-- Input data follows --
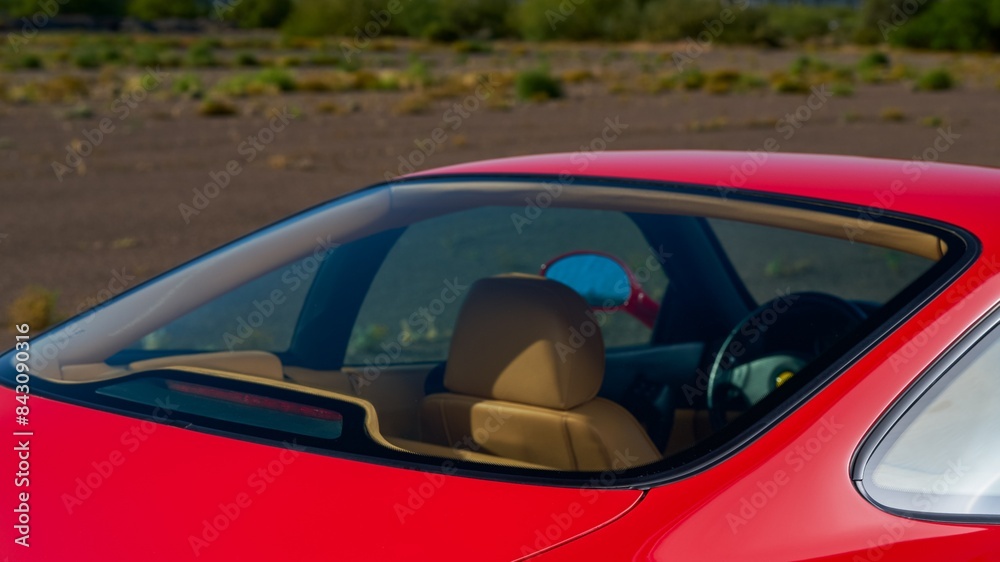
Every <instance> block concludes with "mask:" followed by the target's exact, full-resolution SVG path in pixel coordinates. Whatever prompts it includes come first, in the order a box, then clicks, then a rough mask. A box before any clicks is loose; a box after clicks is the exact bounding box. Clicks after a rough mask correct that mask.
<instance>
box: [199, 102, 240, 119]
mask: <svg viewBox="0 0 1000 562" xmlns="http://www.w3.org/2000/svg"><path fill="white" fill-rule="evenodd" d="M238 113H239V109H237V108H236V104H234V103H233V102H231V101H229V100H226V99H222V98H208V99H206V100H205V101H203V102H201V105H199V106H198V114H199V115H203V116H205V117H228V116H231V115H236V114H238Z"/></svg>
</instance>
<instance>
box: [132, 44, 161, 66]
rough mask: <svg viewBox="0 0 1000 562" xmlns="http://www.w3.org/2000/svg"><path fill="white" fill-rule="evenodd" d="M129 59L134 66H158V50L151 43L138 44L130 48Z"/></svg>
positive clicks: (153, 44)
mask: <svg viewBox="0 0 1000 562" xmlns="http://www.w3.org/2000/svg"><path fill="white" fill-rule="evenodd" d="M130 59H131V61H132V64H134V65H136V66H141V67H146V66H156V65H158V64H160V49H159V48H158V47H157V46H156V45H154V44H152V43H139V44H137V45H135V46H134V47H132V52H131V56H130Z"/></svg>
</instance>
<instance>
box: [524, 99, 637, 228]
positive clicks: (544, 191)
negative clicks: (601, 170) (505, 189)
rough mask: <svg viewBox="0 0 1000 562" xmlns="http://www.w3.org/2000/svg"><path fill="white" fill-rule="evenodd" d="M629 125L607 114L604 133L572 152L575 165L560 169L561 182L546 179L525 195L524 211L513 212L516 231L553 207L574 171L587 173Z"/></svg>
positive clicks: (602, 132)
mask: <svg viewBox="0 0 1000 562" xmlns="http://www.w3.org/2000/svg"><path fill="white" fill-rule="evenodd" d="M628 128H629V124H628V123H622V121H621V117H619V116H617V115H616V116H615V118H614V119H612V118H610V117H605V118H604V128H603V129H601V132H600V133H599V134H598V135H596V136H595V137H594V138H592V139H590V142H589V143H587V144H584V145H581V146H580V148H579V150H577V151H576V152H574V153H573V154H571V155H570V157H569V161H570V164H572V165H573V168H572V169H565V170H562V171H561V172H559V179H558V181H546V182H544V183H543V184H542V187H543V190H542V191H539V192H538V193H536V194H535V195H534V196H528V197H525V198H524V202H525V206H524V211H523V212H516V213H511V214H510V222H511V224H513V225H514V230H516V231H517V233H518V234H521V233H522V232H524V229H525V228H526V227H528V226H531V224H532V223H534V222H535V221H536V220H538V217H540V216H542V213H543V212H544V211H545V209H548V208H549V207H550V206H552V203H553V202H554V201H555V200H556V199H558V198H559V197H560V196H561V195H562V193H563V188H564V187H565V186H566V185H569V184H572V183H573V181H574V177H573V174H582V173H583V172H585V171H586V170H587V168H589V167H590V163H591V162H593V161H594V160H596V159H597V156H598V154H600V153H602V152H604V151H606V150H607V149H608V146H609V145H611V144H612V143H614V142H615V141H616V140H618V139H619V137H621V135H622V133H624V132H625V131H626V130H627V129H628Z"/></svg>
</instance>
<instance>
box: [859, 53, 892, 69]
mask: <svg viewBox="0 0 1000 562" xmlns="http://www.w3.org/2000/svg"><path fill="white" fill-rule="evenodd" d="M891 63H892V60H891V59H890V58H889V55H887V54H885V53H883V52H882V51H872V52H870V53H867V54H866V55H865V56H863V57H861V60H859V61H858V68H859V69H861V70H867V69H871V68H888V67H889V65H890V64H891Z"/></svg>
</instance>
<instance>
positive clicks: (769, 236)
mask: <svg viewBox="0 0 1000 562" xmlns="http://www.w3.org/2000/svg"><path fill="white" fill-rule="evenodd" d="M708 223H709V225H710V226H711V227H712V230H713V231H714V232H715V236H716V238H718V239H719V243H720V244H721V245H722V249H723V250H725V252H726V255H727V256H728V257H729V261H730V262H731V263H732V264H733V267H734V268H735V269H736V273H737V275H738V276H739V277H740V279H742V280H743V284H744V285H745V286H746V288H747V290H748V291H750V295H751V296H753V298H754V300H756V301H757V302H759V303H763V302H767V301H769V300H771V299H773V298H774V296H775V294H777V293H789V292H792V293H795V292H802V291H818V292H821V293H831V294H834V295H837V296H839V297H841V298H844V299H848V300H854V301H867V302H871V303H876V304H882V303H884V302H886V301H887V300H889V299H890V298H892V297H893V296H895V295H896V294H897V293H899V292H900V291H901V290H902V289H903V287H905V286H907V285H909V284H910V283H912V282H913V281H914V280H915V279H916V278H917V277H919V276H920V275H921V274H923V273H924V272H925V271H927V268H929V267H930V266H931V265H932V264H933V263H934V262H932V261H931V260H928V259H925V258H921V257H919V256H914V255H911V254H904V253H902V252H897V251H894V250H888V249H885V248H876V247H874V246H870V245H868V244H845V243H844V241H843V240H840V239H837V238H829V237H826V236H819V235H817V234H807V233H805V232H796V231H793V230H788V229H784V228H775V227H770V226H761V225H756V224H750V223H742V222H737V221H730V220H722V219H708Z"/></svg>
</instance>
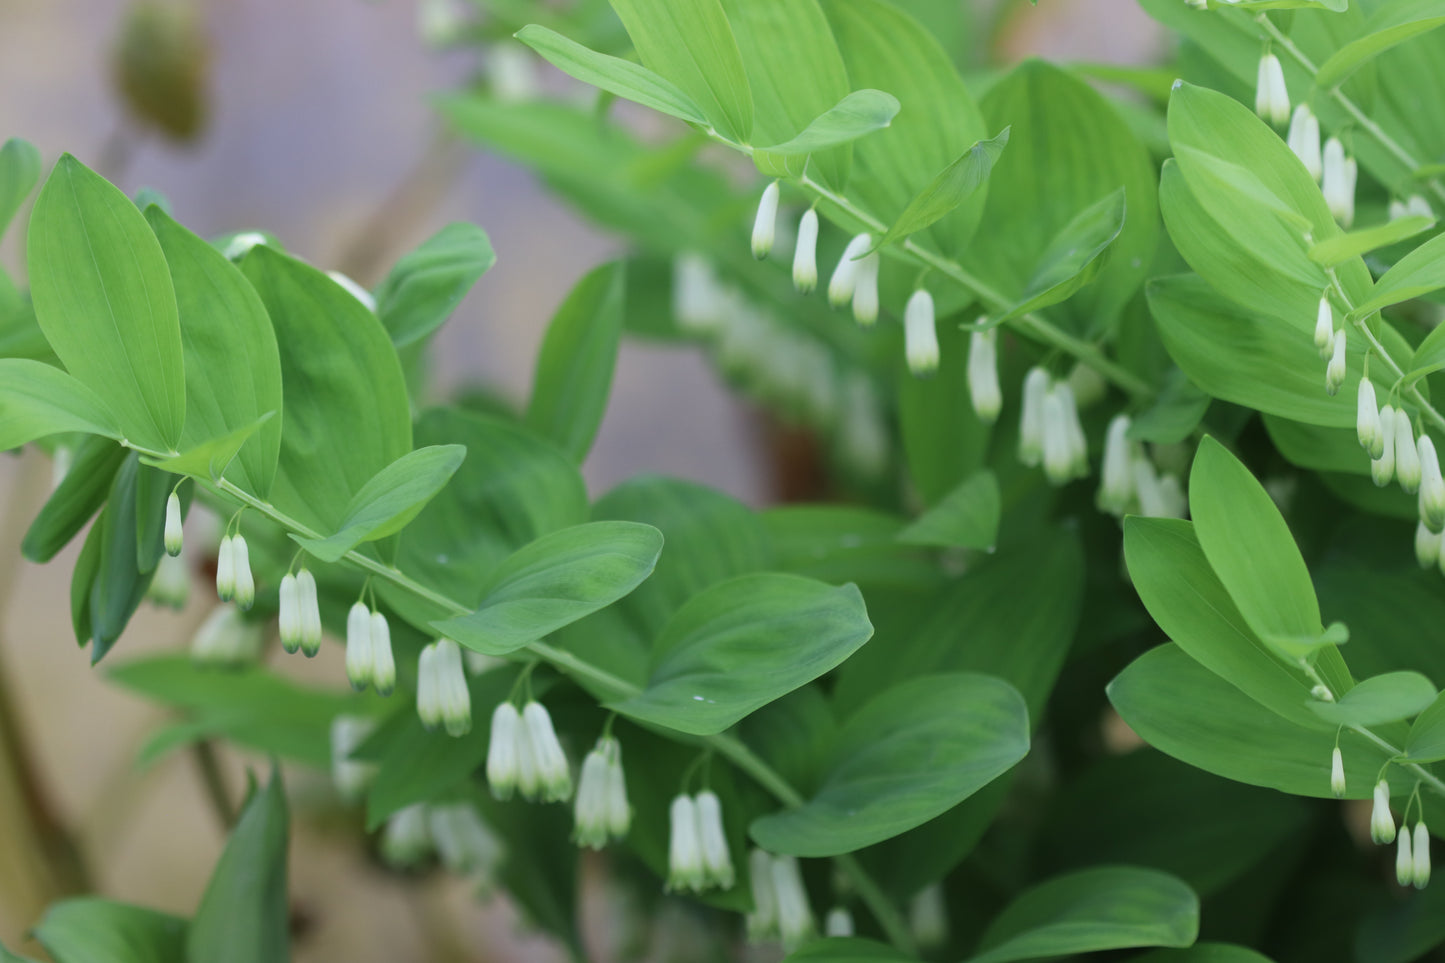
-- Input data concluded --
* _How to complete this task_:
Extract the lines from the start of the entries through the line containing "box: [199, 102, 240, 119]", both included, and reproduce them verbatim without the pictures.

* _Solution to this problem_:
Every <instance> block concludes with "mask:" followed by the target's exact, full-resolution SVG path in pixel coordinates. Whatever prompts it includes come first, in the order a box, then clicks, then a rough mask. A box before any clicks is loose; a box after clicks is the exact bounding box. Clicks after a rough mask correct that mask.
<instance>
box: [199, 102, 240, 119]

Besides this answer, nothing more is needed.